Task instructions
Count the lines in the listing below that contain the string "facade". Reply with that number only.

Information supplied
####
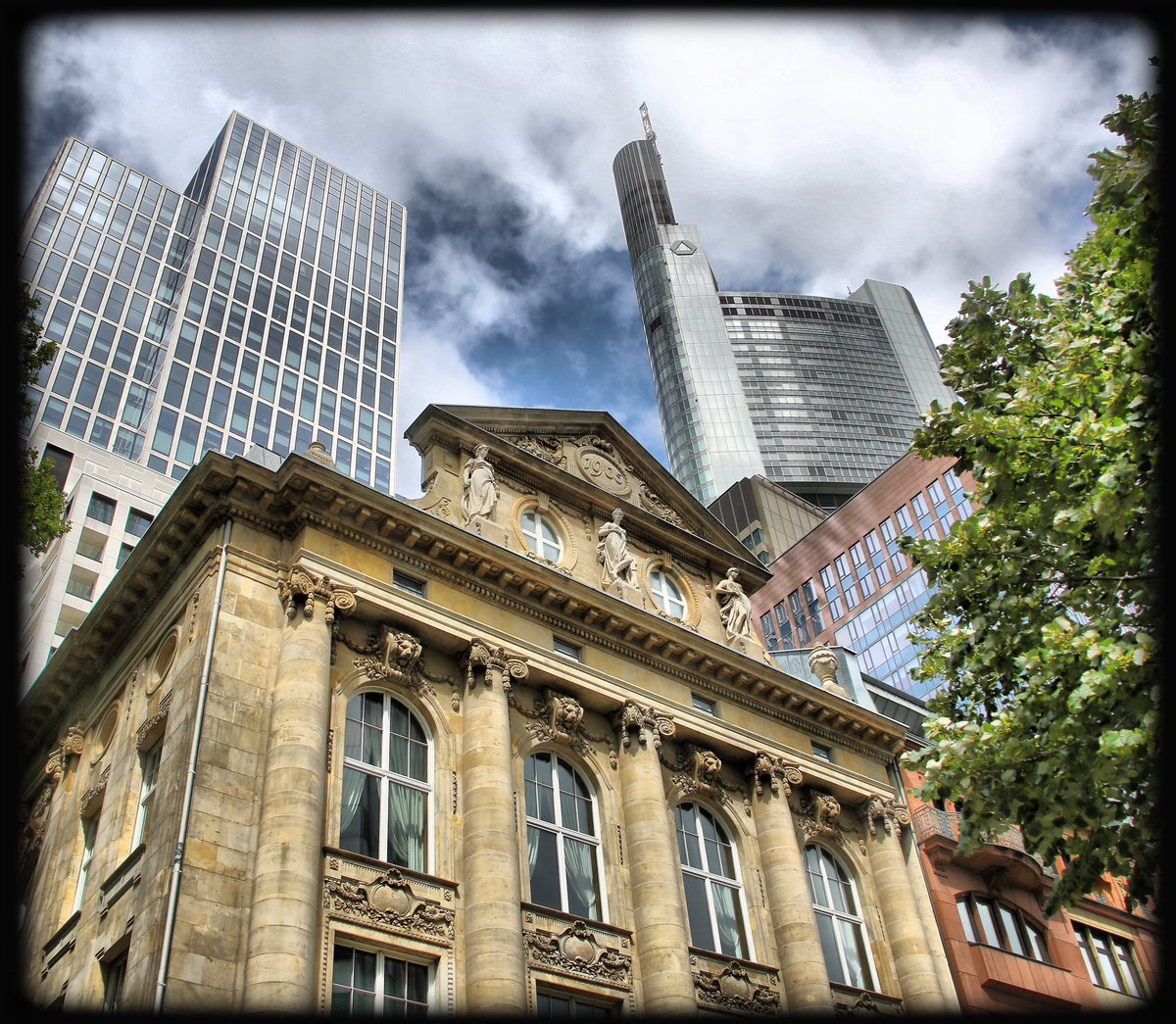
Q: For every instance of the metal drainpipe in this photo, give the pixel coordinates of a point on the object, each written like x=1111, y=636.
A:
x=173, y=898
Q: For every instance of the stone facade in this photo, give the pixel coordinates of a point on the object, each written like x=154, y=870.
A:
x=311, y=728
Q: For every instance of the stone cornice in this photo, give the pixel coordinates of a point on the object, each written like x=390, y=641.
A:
x=305, y=494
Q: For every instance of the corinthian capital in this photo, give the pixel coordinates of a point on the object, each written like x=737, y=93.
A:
x=299, y=583
x=498, y=666
x=882, y=807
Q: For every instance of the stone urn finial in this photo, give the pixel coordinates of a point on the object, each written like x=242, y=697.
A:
x=823, y=663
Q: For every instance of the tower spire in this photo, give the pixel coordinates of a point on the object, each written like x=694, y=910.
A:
x=651, y=134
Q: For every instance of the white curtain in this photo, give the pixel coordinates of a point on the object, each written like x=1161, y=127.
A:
x=579, y=860
x=406, y=825
x=353, y=789
x=730, y=941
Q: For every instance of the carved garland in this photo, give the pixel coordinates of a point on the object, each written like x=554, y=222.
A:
x=733, y=989
x=389, y=903
x=575, y=952
x=559, y=717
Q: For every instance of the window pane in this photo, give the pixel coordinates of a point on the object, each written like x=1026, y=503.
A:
x=545, y=866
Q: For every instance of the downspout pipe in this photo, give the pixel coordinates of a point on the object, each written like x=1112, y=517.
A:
x=173, y=898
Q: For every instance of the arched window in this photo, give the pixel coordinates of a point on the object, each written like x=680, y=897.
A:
x=711, y=883
x=386, y=792
x=839, y=919
x=541, y=536
x=667, y=594
x=563, y=848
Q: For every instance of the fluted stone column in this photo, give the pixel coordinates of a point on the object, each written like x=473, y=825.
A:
x=912, y=959
x=281, y=958
x=492, y=888
x=660, y=933
x=803, y=970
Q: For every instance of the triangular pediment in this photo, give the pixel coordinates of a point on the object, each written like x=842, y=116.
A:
x=593, y=454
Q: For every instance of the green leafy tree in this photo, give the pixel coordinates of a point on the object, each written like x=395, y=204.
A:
x=42, y=504
x=1042, y=617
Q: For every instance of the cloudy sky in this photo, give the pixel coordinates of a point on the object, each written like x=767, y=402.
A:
x=812, y=152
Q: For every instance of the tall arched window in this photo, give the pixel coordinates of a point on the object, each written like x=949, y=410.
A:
x=386, y=792
x=542, y=537
x=839, y=919
x=711, y=883
x=667, y=593
x=563, y=848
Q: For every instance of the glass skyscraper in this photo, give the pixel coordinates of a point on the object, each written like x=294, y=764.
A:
x=818, y=395
x=259, y=308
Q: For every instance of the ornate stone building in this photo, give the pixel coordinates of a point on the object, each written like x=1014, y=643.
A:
x=512, y=747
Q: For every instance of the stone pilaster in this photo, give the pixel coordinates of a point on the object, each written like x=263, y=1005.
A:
x=492, y=887
x=281, y=957
x=803, y=971
x=662, y=937
x=914, y=964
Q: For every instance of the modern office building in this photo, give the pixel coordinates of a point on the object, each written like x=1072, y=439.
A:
x=846, y=583
x=259, y=307
x=507, y=748
x=816, y=394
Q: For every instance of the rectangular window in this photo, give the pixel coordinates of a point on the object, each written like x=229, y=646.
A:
x=812, y=605
x=368, y=983
x=879, y=559
x=146, y=794
x=100, y=508
x=862, y=570
x=848, y=587
x=407, y=583
x=832, y=593
x=88, y=830
x=1109, y=960
x=563, y=647
x=704, y=705
x=799, y=617
x=138, y=522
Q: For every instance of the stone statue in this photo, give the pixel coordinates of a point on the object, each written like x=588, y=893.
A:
x=735, y=607
x=480, y=493
x=612, y=552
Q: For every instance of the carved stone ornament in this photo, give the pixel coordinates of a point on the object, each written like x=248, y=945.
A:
x=818, y=812
x=763, y=769
x=300, y=583
x=92, y=800
x=653, y=502
x=733, y=989
x=559, y=717
x=70, y=746
x=882, y=807
x=398, y=658
x=646, y=722
x=389, y=903
x=153, y=725
x=599, y=463
x=823, y=663
x=576, y=952
x=498, y=666
x=699, y=771
x=550, y=449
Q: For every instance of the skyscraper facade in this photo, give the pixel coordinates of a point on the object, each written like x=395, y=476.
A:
x=257, y=308
x=816, y=394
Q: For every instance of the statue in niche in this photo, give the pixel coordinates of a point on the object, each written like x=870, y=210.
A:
x=480, y=493
x=612, y=552
x=735, y=607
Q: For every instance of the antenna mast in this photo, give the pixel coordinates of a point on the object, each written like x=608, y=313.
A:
x=651, y=134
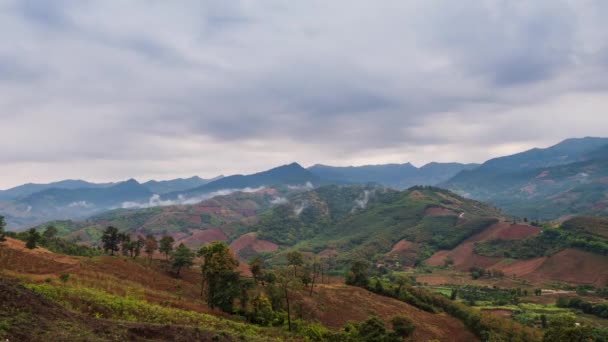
####
Finished exercise
2